### What to work on
Rewrite the part of the entries that opens with the line containing "the white painted" and closes with the line containing "Target: sheep's leg", replacing "Annotation task" with "Labeling task" throughout and leaving everything else unchanged.

Pointing dataset excerpts:
* * * * * * *
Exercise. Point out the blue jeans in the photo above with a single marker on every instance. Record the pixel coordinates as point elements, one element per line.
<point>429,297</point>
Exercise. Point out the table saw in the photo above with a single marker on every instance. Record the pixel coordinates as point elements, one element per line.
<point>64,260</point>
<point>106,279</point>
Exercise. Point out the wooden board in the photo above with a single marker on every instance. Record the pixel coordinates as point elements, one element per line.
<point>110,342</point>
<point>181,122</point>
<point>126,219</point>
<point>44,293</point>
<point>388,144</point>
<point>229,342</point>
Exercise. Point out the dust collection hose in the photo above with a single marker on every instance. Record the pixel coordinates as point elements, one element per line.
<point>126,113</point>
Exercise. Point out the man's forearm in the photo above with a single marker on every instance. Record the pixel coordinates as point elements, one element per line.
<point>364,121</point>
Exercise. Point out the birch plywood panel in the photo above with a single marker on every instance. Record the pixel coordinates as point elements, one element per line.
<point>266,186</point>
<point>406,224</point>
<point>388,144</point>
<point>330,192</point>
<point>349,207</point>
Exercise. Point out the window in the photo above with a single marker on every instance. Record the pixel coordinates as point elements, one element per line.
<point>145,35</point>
* * * * * * *
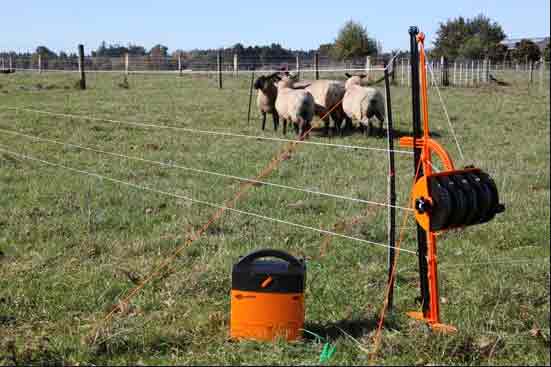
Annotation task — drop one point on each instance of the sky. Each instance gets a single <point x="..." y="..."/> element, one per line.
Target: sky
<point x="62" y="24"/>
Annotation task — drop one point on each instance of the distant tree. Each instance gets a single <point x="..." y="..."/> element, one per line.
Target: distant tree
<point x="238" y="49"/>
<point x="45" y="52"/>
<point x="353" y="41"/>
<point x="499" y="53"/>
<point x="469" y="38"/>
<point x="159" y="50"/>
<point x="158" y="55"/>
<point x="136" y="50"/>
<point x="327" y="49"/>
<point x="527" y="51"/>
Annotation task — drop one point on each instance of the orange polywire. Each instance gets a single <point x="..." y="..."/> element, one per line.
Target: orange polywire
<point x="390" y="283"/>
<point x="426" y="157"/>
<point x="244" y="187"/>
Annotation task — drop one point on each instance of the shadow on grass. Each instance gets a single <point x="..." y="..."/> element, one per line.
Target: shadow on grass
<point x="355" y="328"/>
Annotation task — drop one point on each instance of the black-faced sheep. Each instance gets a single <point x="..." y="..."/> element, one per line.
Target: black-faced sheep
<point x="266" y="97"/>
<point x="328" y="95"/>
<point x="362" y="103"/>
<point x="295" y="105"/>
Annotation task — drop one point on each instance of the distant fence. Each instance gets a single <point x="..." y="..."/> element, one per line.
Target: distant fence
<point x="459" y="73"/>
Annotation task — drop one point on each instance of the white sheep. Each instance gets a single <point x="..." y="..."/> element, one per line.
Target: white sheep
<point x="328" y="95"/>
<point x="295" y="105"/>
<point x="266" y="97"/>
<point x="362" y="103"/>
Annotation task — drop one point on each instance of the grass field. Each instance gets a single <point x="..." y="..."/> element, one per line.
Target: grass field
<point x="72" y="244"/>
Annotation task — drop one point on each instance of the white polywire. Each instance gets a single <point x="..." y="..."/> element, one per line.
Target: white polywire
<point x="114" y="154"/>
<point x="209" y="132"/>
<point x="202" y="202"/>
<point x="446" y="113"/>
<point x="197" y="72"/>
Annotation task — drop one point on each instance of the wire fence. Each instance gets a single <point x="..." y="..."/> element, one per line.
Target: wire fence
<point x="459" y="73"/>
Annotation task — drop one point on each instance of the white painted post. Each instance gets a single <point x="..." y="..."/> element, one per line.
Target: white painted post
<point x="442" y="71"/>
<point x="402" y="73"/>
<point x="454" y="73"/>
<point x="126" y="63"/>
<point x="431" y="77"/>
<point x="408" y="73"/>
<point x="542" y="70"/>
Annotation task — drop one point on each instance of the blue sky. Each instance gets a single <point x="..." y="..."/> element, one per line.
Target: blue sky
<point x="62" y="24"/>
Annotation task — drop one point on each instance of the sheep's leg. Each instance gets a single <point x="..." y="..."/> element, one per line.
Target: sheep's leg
* * * * * * *
### Solution for this problem
Labeling task — drop one point on each instance of the white painted post. Each instance gets a single <point x="..." y="..."/> element, one per line.
Target: white painted post
<point x="442" y="71"/>
<point x="402" y="73"/>
<point x="454" y="73"/>
<point x="126" y="63"/>
<point x="431" y="77"/>
<point x="408" y="73"/>
<point x="542" y="70"/>
Labeling task — drop one point on each instance of the blue sky. Each instance gets a single <point x="..." y="..."/> element, one per line.
Target: blue sky
<point x="62" y="24"/>
Labeling task — drop one point on each instance of the sheep's leg. Each instance gets a single <point x="..." y="..."/> element, one per line.
Target: sheep's leg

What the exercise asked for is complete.